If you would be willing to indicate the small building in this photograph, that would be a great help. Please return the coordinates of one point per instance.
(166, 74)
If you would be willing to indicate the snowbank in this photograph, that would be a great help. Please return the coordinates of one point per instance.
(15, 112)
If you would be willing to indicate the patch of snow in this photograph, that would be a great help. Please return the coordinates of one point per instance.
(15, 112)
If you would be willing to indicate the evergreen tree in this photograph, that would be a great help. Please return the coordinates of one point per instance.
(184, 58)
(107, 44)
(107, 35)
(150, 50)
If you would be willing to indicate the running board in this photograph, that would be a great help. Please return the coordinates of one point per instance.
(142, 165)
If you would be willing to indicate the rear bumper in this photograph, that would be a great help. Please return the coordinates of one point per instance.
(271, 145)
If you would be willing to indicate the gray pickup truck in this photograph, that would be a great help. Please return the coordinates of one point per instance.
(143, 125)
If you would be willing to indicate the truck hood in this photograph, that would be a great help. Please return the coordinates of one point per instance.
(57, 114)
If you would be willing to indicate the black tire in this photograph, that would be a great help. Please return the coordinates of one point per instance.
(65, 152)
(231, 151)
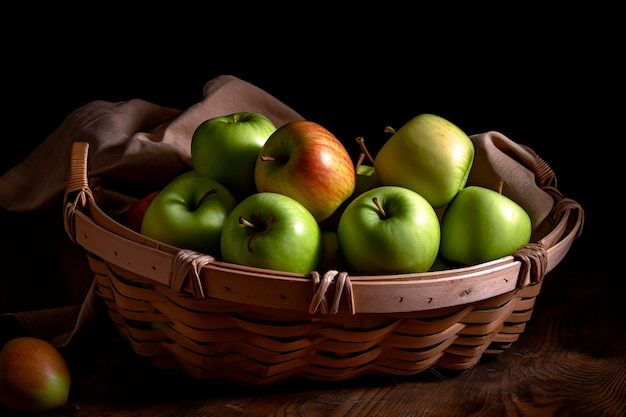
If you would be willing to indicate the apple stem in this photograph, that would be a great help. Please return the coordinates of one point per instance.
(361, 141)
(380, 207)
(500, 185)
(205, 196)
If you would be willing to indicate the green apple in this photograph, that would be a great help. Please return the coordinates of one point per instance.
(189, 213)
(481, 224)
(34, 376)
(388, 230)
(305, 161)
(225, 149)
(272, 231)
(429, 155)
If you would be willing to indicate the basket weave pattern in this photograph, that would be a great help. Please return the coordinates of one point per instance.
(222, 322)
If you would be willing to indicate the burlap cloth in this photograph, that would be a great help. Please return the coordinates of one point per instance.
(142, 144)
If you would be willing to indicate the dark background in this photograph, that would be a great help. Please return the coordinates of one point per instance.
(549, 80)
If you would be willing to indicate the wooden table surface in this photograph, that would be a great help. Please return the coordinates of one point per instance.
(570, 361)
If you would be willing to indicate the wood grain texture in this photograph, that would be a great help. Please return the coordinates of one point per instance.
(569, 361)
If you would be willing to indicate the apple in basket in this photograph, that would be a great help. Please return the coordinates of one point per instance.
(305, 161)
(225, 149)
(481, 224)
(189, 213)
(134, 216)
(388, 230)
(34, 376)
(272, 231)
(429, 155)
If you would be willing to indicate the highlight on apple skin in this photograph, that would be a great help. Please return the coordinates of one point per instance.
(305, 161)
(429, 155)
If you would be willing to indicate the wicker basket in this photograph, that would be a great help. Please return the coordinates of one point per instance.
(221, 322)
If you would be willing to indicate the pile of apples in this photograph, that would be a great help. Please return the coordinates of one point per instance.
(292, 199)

...

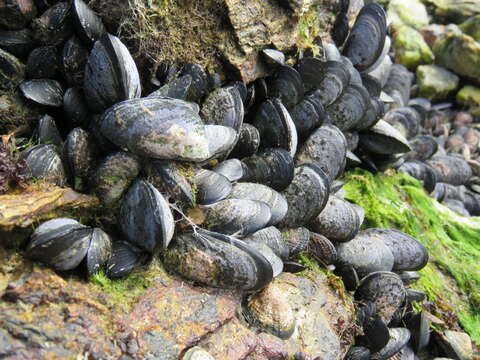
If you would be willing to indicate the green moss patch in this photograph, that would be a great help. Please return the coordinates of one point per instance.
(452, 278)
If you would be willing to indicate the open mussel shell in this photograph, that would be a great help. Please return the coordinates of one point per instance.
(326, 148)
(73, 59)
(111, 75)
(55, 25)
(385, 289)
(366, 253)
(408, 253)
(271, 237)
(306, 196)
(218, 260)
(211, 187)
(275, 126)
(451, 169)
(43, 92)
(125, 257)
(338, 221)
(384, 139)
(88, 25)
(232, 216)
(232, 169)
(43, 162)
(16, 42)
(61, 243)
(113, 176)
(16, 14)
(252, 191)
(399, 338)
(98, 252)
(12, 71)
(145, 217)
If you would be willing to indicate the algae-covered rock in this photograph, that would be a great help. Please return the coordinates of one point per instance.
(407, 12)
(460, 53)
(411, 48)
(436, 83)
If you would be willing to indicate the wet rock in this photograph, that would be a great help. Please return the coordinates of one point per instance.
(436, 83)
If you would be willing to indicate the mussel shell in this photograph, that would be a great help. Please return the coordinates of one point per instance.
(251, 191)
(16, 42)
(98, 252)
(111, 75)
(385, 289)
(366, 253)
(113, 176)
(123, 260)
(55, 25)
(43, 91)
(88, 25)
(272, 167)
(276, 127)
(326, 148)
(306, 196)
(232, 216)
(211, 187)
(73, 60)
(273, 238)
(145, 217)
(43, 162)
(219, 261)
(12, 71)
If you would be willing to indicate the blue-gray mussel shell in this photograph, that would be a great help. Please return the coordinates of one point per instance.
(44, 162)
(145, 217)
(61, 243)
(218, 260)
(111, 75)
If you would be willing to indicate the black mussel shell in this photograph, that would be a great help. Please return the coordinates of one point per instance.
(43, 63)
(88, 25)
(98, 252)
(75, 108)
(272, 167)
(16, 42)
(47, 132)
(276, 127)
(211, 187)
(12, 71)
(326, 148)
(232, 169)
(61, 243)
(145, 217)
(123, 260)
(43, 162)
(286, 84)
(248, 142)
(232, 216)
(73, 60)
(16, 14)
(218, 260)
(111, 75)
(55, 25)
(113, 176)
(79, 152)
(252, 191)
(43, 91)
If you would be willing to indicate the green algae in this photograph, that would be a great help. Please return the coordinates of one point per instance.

### Task description:
Extract each line of the rows above that contains the word "algae", matching uppercase and lowercase exactly.

### Final result:
If you would be willing to indicate the algae-covered rock in this photograph, that would be a great help. Please return the coordinates of one point per instance.
If you would be willing to indicate the green algae in this photograph, that would be a great help. Please return the coordinates of one point per instance.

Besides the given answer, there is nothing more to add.